THE TASK:
A word-for-word repeat of all the data is the goal.

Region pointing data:
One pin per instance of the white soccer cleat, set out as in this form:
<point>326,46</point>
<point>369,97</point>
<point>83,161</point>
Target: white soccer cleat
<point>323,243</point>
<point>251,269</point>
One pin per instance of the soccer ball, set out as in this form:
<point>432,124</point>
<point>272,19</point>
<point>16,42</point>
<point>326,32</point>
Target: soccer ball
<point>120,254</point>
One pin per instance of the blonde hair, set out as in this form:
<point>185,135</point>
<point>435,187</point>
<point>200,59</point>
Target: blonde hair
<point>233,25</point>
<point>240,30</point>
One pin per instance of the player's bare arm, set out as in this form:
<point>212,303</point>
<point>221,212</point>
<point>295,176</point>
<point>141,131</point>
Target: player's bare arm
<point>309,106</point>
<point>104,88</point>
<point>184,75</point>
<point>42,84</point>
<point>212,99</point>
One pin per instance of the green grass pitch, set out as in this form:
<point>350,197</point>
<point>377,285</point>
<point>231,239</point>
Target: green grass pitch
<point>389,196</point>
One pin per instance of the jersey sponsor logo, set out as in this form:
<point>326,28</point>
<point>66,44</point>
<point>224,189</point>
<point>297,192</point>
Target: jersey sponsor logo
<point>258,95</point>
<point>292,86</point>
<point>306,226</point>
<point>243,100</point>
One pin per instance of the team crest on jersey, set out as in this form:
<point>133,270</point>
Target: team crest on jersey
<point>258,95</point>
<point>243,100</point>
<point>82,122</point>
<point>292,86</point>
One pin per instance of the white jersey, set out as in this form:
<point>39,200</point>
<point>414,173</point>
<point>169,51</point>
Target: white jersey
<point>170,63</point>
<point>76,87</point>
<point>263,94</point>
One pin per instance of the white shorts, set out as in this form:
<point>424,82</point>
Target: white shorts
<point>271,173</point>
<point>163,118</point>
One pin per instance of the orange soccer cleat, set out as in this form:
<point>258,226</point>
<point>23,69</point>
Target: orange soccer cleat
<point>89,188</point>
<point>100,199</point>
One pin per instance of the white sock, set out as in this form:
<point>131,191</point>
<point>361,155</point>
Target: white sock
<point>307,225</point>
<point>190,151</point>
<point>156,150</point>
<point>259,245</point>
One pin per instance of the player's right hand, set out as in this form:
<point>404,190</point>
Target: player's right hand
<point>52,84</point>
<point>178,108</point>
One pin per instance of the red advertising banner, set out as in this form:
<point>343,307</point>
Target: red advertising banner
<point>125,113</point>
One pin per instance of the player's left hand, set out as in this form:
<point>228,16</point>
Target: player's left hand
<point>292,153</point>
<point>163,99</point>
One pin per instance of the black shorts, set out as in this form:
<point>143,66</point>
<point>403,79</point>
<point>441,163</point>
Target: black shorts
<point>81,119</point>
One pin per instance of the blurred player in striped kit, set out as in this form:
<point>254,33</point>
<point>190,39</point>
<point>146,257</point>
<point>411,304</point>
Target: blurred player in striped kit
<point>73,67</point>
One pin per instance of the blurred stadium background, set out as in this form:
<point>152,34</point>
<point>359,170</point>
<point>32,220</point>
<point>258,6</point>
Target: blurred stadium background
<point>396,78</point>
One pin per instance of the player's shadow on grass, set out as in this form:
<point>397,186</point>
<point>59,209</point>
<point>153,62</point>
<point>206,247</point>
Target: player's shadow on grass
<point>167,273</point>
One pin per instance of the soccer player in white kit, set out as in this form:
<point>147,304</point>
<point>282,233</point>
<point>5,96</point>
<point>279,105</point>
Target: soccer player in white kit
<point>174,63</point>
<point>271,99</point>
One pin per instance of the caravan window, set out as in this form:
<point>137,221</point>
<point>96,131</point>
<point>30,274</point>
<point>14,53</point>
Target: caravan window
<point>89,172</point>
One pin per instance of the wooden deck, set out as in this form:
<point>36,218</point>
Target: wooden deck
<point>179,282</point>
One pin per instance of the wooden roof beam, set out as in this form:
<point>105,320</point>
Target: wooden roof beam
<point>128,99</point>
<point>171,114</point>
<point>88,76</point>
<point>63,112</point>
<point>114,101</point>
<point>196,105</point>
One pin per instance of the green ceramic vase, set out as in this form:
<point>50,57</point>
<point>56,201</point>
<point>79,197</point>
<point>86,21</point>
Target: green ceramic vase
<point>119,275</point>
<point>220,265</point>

ANSWER SPACE:
One pin per instance of the white soccer cleat, set out as in this form:
<point>326,46</point>
<point>369,97</point>
<point>83,161</point>
Target: white soccer cleat
<point>323,243</point>
<point>251,269</point>
One pin per instance of the soccer ball, set out as in this form:
<point>432,124</point>
<point>272,19</point>
<point>16,42</point>
<point>326,32</point>
Target: soccer ball
<point>120,254</point>
One pin per instance of the blonde hair, set out as in this form:
<point>185,135</point>
<point>435,187</point>
<point>200,59</point>
Target: blonde hair
<point>233,25</point>
<point>240,30</point>
One pin per instance of the player's bare arm, set out as in this form:
<point>212,303</point>
<point>221,212</point>
<point>295,176</point>
<point>141,131</point>
Target: player's bare arm
<point>309,106</point>
<point>104,88</point>
<point>184,75</point>
<point>42,84</point>
<point>212,99</point>
One pin per instance of the green grass pitch, set out as in this form:
<point>350,197</point>
<point>377,285</point>
<point>231,239</point>
Target: green grass pitch
<point>389,196</point>
One pin per instance of the jersey sponsor logo, set out as in this form:
<point>326,28</point>
<point>66,44</point>
<point>224,189</point>
<point>297,192</point>
Target: jersey sponsor logo
<point>258,95</point>
<point>292,86</point>
<point>306,226</point>
<point>243,100</point>
One pin per instance of the team crest on jersey, set out as in this form:
<point>133,270</point>
Target: team crest on jersey
<point>258,95</point>
<point>243,100</point>
<point>82,122</point>
<point>292,86</point>
One pin per instance of the white jersey, set out as in this form:
<point>39,200</point>
<point>414,173</point>
<point>169,51</point>
Target: white jersey
<point>170,63</point>
<point>76,87</point>
<point>263,94</point>
One pin per instance of the white shorts, set out as in this form:
<point>424,82</point>
Target: white shorts
<point>271,173</point>
<point>163,118</point>
One pin per instance of the orange soccer cleat, set out as in this form:
<point>258,226</point>
<point>23,69</point>
Target: orange soccer cleat
<point>89,188</point>
<point>100,199</point>
One pin per instance of the white sock, set out as in this form:
<point>131,191</point>
<point>361,155</point>
Target: white sock
<point>307,225</point>
<point>190,151</point>
<point>156,150</point>
<point>259,245</point>
One pin per instance of the player's right hand, set out as in this form:
<point>404,190</point>
Target: player's right hand
<point>52,84</point>
<point>178,108</point>
One pin per instance of the red advertising banner, set out as in this form:
<point>343,307</point>
Target: red advertising banner
<point>125,113</point>
One pin per instance of the player's left hand, set out as in this form:
<point>228,16</point>
Target: player's left hand
<point>292,153</point>
<point>163,99</point>
One pin per instance of the black shorts, set out as in this form:
<point>143,66</point>
<point>403,79</point>
<point>441,163</point>
Target: black shorts
<point>81,119</point>
One pin per instance of the blurred player in striped kit, set out as in this form:
<point>254,33</point>
<point>190,39</point>
<point>146,257</point>
<point>411,304</point>
Target: blurred player in striped kit
<point>73,67</point>
One pin per instance of the blurred stadium background, set out as in this form:
<point>152,34</point>
<point>359,170</point>
<point>32,220</point>
<point>258,6</point>
Target: blurred stadium background
<point>396,78</point>
One pin per instance of the player's shadow on grass, set out as in this form:
<point>397,186</point>
<point>59,209</point>
<point>153,62</point>
<point>206,247</point>
Target: player's shadow on grass
<point>167,273</point>
One pin per instance of the soccer player in white kit, set out as in this form:
<point>147,304</point>
<point>282,233</point>
<point>5,96</point>
<point>279,105</point>
Target: soccer player in white kit
<point>174,63</point>
<point>271,99</point>
One pin per instance of the caravan window, set out as in this form:
<point>137,221</point>
<point>96,131</point>
<point>30,274</point>
<point>14,53</point>
Target: caravan window
<point>89,172</point>
One pin per instance of the wooden deck, set out as in this form:
<point>36,218</point>
Target: wooden deck
<point>179,282</point>
One pin per instance of the wooden roof beam, set out as in this form:
<point>105,320</point>
Target: wooden roof beam
<point>128,99</point>
<point>171,114</point>
<point>88,76</point>
<point>63,112</point>
<point>114,101</point>
<point>196,105</point>
One pin per instance of the green ceramic vase, set out as in this form:
<point>50,57</point>
<point>56,201</point>
<point>79,197</point>
<point>86,21</point>
Target: green ceramic vase
<point>119,275</point>
<point>220,265</point>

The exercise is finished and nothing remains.